Adafruit_LSM303_Accel_Unified accel(30301);
Adafruit_LSM303_Mag_Unified mag(30302);
Adafruit_BMP085_Unified bmp(18001);
// Create simple AHRS algorithm using the above sensors.
Adafruit_Simple_AHRS ahrs(&accel, &mag);
// Update this with the correct SLP for accurate altitude measurements
float seaLevelPressure = SENSORS_PRESSURE_SEALEVELHPA;
void setup()
{
Serial.begin(115200);
Serial.println(F("Adafruit 10 DOF Board AHRS Example")); Serial.println("");
// Initialize the sensors.
accel.begin();
mag.begin();
bmp.begin();
}
void loop(void)
{
sensors_vec_t orientation;
// Use the simple AHRS function to get the current orientation.
if (ahrs.getOrientation(&orientation))
{
/* 'orientation' should have valid .roll and .pitch fields */
Serial.print(F("Orientation: "));
Serial.print(orientation.roll);
Serial.print(F(" "));
Serial.print(orientation.pitch);
Serial.print(F(" "));
Serial.print(orientation.heading);
Serial.println(F(""));
}
// Calculate the altitude using the barometric pressure sensor
sensors_event_t bmp_event;
bmp.getEvent(&bmp_event);
if (bmp_event.pressure)

What to work on | Retype the whole Arduino sensor code above, keeping every character, space, and line the same. The entries that come next are separate material and have nothing to do with the Arduino sensor code.

Record excerpts |
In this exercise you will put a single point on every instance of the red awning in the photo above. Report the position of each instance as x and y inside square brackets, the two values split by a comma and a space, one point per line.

* * *

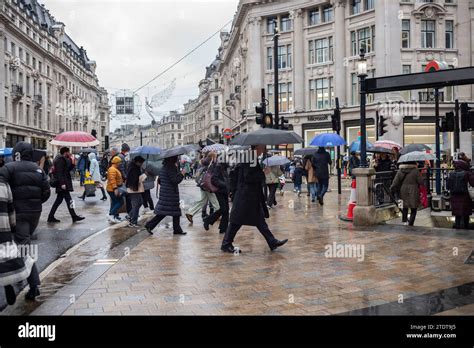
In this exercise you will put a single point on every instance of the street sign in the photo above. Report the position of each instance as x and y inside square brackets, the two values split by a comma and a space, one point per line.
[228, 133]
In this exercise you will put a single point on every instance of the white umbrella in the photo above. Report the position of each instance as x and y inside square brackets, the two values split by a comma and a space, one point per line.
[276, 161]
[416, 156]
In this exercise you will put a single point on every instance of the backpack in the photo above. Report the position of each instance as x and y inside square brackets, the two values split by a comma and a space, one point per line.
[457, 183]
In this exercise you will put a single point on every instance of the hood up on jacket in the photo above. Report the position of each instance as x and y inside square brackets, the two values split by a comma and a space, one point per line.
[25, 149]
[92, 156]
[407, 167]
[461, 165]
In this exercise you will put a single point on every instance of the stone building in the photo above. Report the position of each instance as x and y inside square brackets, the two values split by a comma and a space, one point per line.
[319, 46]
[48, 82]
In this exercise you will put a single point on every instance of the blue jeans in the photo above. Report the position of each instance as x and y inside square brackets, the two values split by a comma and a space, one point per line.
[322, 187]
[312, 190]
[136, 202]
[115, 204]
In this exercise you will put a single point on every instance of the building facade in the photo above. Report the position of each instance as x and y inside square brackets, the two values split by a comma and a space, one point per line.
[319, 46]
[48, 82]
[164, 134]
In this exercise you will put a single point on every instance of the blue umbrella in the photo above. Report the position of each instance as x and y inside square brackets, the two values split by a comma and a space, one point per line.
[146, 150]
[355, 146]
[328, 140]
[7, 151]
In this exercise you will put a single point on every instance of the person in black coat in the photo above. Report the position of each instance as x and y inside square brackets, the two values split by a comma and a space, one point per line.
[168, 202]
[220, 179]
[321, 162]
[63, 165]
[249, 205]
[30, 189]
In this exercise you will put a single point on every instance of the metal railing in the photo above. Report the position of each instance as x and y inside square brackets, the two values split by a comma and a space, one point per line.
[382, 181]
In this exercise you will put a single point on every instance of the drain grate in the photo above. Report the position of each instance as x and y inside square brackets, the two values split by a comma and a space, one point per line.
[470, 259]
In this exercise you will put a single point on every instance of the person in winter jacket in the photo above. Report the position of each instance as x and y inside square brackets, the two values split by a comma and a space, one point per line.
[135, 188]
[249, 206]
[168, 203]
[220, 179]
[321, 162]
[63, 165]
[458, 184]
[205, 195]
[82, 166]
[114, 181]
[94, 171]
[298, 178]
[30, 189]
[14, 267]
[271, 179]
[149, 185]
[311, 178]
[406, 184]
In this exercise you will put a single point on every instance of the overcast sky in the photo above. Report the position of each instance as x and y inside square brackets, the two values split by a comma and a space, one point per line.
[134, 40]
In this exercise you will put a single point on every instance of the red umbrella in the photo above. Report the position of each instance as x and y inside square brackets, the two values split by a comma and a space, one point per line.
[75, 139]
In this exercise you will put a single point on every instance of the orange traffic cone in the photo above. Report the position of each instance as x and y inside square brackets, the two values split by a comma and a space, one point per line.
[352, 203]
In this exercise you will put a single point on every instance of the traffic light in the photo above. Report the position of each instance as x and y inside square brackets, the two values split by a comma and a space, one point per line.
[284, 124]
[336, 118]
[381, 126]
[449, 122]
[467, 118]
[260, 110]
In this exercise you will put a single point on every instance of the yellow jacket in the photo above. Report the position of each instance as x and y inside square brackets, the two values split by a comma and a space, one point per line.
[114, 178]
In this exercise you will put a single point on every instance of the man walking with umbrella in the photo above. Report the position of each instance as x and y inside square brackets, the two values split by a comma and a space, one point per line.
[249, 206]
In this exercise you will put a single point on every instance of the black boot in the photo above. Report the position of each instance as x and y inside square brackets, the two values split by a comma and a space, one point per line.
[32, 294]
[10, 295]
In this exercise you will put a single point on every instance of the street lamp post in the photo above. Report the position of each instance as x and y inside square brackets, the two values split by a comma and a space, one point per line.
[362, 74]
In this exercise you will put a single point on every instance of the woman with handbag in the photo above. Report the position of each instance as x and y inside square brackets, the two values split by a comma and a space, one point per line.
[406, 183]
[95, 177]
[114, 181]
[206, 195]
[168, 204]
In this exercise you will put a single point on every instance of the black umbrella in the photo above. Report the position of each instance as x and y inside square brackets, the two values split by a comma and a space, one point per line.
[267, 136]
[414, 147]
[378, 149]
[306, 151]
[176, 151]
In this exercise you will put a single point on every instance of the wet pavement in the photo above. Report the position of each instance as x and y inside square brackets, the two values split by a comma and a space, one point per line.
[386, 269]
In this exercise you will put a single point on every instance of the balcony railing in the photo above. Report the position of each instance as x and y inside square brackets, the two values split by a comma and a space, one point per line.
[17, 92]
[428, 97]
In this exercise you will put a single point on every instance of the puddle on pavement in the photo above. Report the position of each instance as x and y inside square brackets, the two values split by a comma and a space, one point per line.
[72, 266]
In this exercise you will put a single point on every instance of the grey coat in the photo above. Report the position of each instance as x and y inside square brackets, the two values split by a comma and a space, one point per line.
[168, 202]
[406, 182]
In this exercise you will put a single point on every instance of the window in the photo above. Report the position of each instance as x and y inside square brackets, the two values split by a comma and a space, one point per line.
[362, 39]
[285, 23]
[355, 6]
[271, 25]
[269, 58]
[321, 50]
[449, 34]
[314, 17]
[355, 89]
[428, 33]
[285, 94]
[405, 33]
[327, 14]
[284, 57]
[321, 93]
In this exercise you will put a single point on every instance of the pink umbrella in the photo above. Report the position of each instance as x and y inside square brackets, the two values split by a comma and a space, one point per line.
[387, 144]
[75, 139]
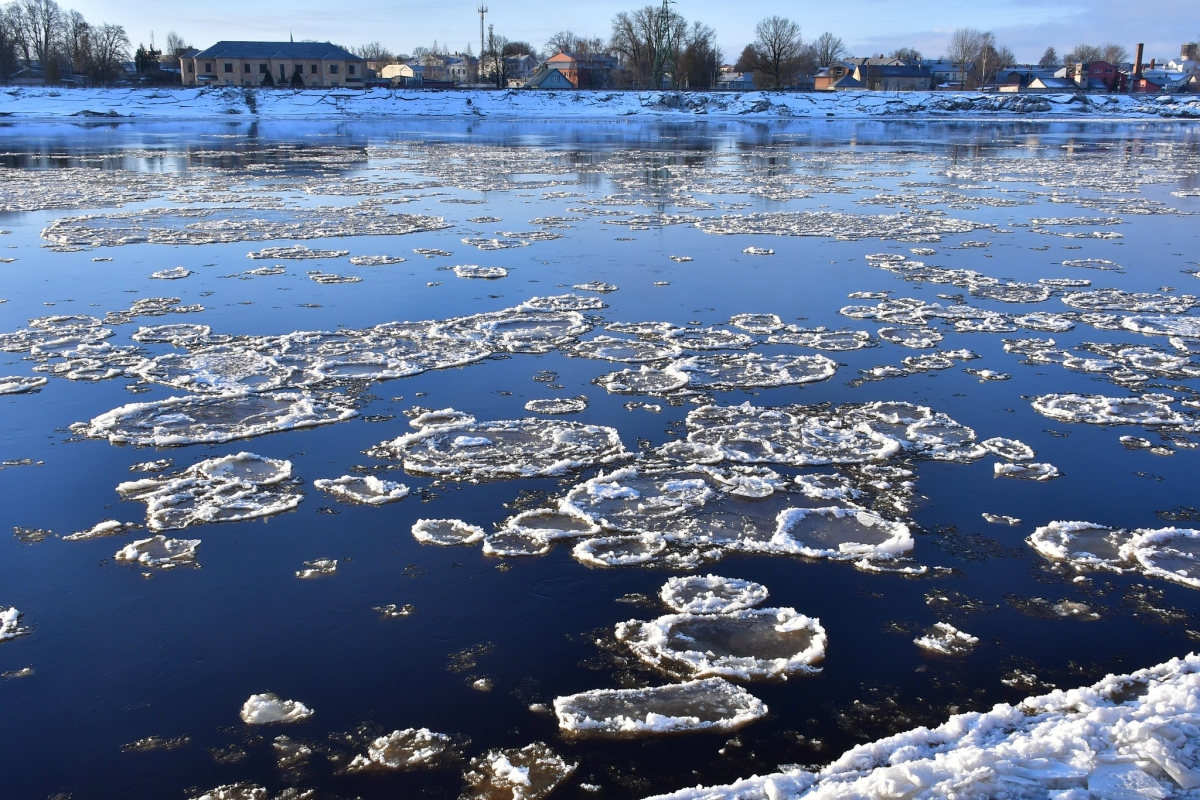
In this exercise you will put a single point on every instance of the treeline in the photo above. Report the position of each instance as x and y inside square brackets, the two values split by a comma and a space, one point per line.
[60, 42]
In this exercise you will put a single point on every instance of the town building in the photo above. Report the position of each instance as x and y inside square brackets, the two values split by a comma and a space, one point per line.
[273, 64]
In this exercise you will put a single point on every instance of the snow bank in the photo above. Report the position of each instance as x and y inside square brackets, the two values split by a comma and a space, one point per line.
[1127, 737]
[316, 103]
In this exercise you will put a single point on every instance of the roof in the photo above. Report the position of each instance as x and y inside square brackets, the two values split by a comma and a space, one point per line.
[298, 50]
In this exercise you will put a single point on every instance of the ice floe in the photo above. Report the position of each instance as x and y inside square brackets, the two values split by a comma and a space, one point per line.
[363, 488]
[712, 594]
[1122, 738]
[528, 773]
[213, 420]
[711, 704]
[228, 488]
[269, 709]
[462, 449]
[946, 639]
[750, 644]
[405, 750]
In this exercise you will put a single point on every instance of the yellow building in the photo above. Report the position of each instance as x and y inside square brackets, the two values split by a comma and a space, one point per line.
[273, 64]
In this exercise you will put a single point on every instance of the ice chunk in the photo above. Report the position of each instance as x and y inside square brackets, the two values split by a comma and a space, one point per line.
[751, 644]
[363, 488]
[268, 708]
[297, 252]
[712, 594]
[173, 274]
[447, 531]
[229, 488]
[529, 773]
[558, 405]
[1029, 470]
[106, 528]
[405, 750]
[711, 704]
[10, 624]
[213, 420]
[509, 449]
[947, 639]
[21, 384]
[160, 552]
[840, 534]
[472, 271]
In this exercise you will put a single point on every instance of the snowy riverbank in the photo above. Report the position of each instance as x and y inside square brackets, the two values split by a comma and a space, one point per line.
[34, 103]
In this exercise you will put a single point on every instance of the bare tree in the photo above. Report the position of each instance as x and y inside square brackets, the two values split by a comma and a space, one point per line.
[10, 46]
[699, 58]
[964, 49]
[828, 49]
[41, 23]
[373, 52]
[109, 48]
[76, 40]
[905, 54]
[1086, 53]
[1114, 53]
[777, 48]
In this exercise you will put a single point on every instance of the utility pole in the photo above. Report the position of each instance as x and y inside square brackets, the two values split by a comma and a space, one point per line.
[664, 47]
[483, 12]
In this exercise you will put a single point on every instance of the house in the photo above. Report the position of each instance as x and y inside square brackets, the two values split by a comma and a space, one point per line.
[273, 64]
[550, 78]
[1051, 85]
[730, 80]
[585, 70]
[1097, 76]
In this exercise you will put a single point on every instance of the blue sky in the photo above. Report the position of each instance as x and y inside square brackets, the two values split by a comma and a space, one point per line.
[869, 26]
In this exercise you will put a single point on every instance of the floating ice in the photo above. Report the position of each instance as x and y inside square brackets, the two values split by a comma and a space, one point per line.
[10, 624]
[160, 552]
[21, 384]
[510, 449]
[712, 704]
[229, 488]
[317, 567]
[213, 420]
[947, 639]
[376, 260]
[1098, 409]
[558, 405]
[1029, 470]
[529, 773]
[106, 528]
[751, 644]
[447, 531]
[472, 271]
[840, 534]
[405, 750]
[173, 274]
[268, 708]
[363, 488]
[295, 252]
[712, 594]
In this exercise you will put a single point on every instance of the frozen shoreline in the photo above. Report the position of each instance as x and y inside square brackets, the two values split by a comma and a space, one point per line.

Task solution |
Adafruit_LSM303_Accel_Unified accel(30301);
Adafruit_LSM303_Mag_Unified mag(30302);
Adafruit_BMP085_Unified bmp(18001);
// Create simple AHRS algorithm using the above sensors.
Adafruit_Simple_AHRS ahrs(&accel, &mag);
// Update this with the correct SLP for accurate altitude measurements
float seaLevelPressure = SENSORS_PRESSURE_SEALEVELHPA;
void setup()
{
Serial.begin(115200);
Serial.println(F("Adafruit 10 DOF Board AHRS Example")); Serial.println("");
// Initialize the sensors.
accel.begin();
mag.begin();
bmp.begin();
}
void loop(void)
{
sensors_vec_t orientation;
// Use the simple AHRS function to get the current orientation.
if (ahrs.getOrientation(&orientation))
{
/* 'orientation' should have valid .roll and .pitch fields */
Serial.print(F("Orientation: "));
Serial.print(orientation.roll);
Serial.print(F(" "));
Serial.print(orientation.pitch);
Serial.print(F(" "));
Serial.print(orientation.heading);
Serial.println(F(""));
}
// Calculate the altitude using the barometric pressure sensor
sensors_event_t bmp_event;
bmp.getEvent(&bmp_event);
if (bmp_event.pressure)